**ARTÍCULO**
# # # # #
Por Javier Ortiz Cassiani
Nunca, en las tantas veces que de niño hice el recorrido, conté el número de calles. Pero en estos días de cuerpos guardados la mente viaja y cuenta. Cuento: desde la transversal 26 con diagonal 18A del barrio Los Fundadores en Valledupar hasta la Plaza Alfonso López hay más de cuarenta cuadras.
Cada año, a finales de abril, a veces con familiares, a veces con vecinos, hacíamos la travesía. Caminábamos –en lo posible– doblando en cada esquina, evitando avanzar en línea recta como quien pretende engañar a la distancia, confiado en que la cercanía podría aparecer intempestivamente en uno de esos cruces. Los chicos del barrio sabían de caminatas. Varios de los de esa tropa en días previos habían marchado resignados, con la parsimonia de dar dos pasos adelante y uno atrás, forrados con calurosos atuendos púrpuras en su condición de nazarenos que cada año en Semana Santa eran parte de la procesión que agradecía los favores a Santo Ecce Homo. Con cierta frecuencia para esa época del año, caía una llovizna ridícula y entonces la ciudad caldera parecía burlarse de ella con los vapores candentes que exhalaba el pavimento y ponía a la gente a sudar a chorros.
Pero yo nunca fui un miembro practicante de la cofradía del satín púrpura, y en todo caso, el calor era una tontería comparado con la sensación de alegría y libertad que siente un niño de barriada cuando supera los límites de su cuadra. El recorrido a la plaza, adonde cada año se celebraba el Festival de la Leyenda Vallenata que reunía a los mejores acordeoneros de la región, era una aventura. De una de esas travesías recuerdo con absoluta claridad las calles atiborradas de avisos políticos. Era 1982, faltaba poco menos de un mes para las elecciones a la presidencia de la nación que enfrentaba a Alfonso López Michelsen, “el Pollo vallenato”, candidato del partido Liberal, con Belisario Betancur Cuartas, un paisa de voz conventual, militante del conservatismo. Lo que más me llamó la atención de la publicidad electoral fue un afiche a favor de López que tenía grabado dos gallos de pelea, uno rojo y otro azul. En medio de un reguero de plumas el gallo rojo dominaba al azul que aparecía de espaldas al suelo resignado a su suerte. El texto que acompañaba la imagen era una invitación a los ciudadanos para que con su voto apostaran por el gallo ganador: “Juéguele al colorao”, decía la leyenda, en un lenguaje perfectamente comprensible para los habitantes de una región familiarizada con las expresiones que surgían de las galleras.
# # # # #
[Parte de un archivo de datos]
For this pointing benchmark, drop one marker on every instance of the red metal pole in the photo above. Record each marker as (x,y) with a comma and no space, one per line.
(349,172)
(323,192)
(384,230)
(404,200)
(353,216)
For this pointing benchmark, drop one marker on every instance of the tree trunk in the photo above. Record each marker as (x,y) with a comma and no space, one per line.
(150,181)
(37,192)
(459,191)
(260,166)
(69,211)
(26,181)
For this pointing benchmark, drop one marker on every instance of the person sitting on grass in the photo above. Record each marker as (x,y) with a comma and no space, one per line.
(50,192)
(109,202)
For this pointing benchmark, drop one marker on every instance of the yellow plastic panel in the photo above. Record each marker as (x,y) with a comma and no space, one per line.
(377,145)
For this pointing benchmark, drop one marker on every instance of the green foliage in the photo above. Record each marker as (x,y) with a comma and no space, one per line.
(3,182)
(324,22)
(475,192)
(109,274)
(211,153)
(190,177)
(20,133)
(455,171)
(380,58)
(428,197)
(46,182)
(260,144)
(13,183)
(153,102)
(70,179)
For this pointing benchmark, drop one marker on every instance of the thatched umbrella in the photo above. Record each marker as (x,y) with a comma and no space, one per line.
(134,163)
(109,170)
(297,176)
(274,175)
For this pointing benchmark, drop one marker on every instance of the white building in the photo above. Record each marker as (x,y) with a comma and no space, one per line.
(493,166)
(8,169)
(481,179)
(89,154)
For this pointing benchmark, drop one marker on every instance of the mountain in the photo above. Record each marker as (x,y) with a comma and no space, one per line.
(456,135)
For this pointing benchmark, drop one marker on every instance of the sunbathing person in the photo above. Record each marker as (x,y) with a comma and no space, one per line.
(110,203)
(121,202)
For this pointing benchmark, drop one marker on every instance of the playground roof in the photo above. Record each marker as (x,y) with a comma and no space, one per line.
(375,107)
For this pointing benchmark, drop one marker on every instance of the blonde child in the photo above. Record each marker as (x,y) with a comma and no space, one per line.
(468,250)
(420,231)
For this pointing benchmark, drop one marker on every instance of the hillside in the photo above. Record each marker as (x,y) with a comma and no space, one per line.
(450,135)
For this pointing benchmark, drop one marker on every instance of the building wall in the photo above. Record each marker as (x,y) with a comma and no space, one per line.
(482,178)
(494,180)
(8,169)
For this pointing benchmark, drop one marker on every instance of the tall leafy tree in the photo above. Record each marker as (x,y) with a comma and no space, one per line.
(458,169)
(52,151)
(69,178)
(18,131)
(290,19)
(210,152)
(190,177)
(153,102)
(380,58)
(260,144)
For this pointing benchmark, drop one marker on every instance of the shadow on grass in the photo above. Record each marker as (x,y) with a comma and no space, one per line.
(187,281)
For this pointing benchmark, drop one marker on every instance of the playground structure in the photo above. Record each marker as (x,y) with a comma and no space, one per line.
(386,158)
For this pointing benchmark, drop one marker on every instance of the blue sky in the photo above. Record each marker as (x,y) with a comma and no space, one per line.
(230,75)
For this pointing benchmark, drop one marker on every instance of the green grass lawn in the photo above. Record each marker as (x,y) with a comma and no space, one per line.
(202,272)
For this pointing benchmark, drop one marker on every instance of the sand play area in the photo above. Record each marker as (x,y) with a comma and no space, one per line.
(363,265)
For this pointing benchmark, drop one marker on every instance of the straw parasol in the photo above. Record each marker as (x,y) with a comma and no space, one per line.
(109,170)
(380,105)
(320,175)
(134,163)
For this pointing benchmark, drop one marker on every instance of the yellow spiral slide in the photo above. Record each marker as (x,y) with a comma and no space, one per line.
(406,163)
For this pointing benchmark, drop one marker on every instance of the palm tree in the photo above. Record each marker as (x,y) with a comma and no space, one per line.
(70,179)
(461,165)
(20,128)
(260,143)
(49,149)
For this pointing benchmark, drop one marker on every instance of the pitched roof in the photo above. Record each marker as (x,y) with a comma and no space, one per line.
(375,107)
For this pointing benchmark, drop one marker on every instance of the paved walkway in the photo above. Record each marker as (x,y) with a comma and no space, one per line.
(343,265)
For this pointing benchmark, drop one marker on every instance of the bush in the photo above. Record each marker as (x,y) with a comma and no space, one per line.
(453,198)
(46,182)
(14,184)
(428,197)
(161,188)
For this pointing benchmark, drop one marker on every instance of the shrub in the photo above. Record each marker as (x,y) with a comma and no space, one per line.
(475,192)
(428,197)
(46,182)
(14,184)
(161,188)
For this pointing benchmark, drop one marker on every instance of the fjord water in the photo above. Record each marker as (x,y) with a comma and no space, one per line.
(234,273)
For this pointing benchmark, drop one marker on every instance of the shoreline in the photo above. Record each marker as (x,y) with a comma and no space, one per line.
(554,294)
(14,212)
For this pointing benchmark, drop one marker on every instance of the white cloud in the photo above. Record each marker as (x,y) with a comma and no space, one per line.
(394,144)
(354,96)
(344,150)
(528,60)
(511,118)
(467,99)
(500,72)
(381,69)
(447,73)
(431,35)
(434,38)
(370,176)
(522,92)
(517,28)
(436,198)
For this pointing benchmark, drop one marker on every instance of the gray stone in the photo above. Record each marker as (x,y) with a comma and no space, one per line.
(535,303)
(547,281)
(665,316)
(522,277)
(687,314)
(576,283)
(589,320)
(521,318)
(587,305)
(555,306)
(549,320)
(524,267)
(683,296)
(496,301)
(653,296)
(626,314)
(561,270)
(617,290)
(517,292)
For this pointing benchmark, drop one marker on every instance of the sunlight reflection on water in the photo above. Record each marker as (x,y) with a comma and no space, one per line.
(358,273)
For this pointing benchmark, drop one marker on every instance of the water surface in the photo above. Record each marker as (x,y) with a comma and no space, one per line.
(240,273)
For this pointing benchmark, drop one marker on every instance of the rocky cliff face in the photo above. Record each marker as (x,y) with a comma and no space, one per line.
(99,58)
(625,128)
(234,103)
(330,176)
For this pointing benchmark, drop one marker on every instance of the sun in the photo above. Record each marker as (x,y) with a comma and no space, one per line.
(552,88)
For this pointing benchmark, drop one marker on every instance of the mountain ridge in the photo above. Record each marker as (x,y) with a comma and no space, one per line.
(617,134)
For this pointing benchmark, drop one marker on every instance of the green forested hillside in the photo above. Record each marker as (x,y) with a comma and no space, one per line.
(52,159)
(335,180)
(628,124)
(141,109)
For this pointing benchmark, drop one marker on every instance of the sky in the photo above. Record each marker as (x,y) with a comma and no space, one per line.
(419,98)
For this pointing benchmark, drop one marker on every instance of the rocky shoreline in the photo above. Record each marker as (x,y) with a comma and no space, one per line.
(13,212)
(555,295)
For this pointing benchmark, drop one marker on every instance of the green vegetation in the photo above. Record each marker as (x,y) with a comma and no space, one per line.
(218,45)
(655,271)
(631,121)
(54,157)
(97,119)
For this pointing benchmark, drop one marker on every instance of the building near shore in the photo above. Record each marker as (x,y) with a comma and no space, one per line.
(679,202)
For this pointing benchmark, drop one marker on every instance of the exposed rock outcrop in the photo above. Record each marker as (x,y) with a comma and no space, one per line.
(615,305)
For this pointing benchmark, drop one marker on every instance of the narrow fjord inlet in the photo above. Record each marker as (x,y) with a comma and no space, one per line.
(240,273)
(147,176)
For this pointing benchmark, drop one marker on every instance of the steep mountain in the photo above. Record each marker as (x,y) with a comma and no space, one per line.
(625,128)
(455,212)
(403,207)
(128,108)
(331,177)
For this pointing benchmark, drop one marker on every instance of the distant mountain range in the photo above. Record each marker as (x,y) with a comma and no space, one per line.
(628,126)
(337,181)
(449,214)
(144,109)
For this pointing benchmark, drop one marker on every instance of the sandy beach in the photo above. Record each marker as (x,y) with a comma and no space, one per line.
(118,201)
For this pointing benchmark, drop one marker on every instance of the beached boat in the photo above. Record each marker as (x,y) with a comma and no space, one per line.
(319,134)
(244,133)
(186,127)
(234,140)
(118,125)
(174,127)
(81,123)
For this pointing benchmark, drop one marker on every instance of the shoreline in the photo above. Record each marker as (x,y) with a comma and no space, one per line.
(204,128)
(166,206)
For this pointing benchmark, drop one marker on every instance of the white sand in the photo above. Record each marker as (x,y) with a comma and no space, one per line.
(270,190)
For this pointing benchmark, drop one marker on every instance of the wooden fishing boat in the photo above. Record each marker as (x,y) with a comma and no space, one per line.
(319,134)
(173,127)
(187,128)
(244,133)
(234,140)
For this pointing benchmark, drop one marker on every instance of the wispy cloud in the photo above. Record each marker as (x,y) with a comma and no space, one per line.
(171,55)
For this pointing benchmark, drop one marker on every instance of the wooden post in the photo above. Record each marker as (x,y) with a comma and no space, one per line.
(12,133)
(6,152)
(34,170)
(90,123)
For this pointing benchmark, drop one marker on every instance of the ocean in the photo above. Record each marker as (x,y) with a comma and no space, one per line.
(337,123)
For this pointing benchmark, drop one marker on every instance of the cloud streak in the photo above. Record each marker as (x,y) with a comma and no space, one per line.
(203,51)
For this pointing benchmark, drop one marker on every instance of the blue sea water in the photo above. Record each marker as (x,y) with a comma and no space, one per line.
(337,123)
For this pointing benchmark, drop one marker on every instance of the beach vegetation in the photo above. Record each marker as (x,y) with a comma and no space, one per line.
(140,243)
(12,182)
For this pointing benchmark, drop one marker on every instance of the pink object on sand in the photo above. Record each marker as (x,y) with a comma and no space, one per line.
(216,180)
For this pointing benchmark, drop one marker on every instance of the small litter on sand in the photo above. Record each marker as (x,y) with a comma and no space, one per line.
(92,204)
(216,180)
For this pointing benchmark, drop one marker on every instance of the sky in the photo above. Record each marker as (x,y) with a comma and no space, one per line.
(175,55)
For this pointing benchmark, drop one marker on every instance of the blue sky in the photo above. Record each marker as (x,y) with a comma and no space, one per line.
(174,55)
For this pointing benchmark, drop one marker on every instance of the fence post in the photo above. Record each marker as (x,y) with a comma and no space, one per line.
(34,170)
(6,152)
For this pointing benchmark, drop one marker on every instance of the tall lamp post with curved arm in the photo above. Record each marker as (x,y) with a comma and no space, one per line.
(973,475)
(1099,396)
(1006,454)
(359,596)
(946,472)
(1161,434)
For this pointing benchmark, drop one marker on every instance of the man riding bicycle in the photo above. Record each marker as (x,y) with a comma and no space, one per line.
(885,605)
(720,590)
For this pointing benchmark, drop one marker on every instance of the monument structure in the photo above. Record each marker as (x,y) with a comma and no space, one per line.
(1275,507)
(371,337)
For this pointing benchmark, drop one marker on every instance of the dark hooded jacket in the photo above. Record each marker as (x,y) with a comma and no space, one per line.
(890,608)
# # # # #
Reproduce tal cual el trozo del artículo que va desde "Cada año, a" hasta "sudar a chorros.", incluidas estas últimas palabras.

**RESPUESTA ESCRITA**
Cada año, a finales de abril, a veces con familiares, a veces con vecinos, hacíamos la travesía. Caminábamos –en lo posible– doblando en cada esquina, evitando avanzar en línea recta como quien pretende engañar a la distancia, confiado en que la cercanía podría aparecer intempestivamente en uno de esos cruces. Los chicos del barrio sabían de caminatas. Varios de los de esa tropa en días previos habían marchado resignados, con la parsimonia de dar dos pasos adelante y uno atrás, forrados con calurosos atuendos púrpuras en su condición de nazarenos que cada año en Semana Santa eran parte de la procesión que agradecía los favores a Santo Ecce Homo. Con cierta frecuencia para esa época del año, caía una llovizna ridícula y entonces la ciudad caldera parecía burlarse de ella con los vapores candentes que exhalaba el pavimento y ponía a la gente a sudar a chorros.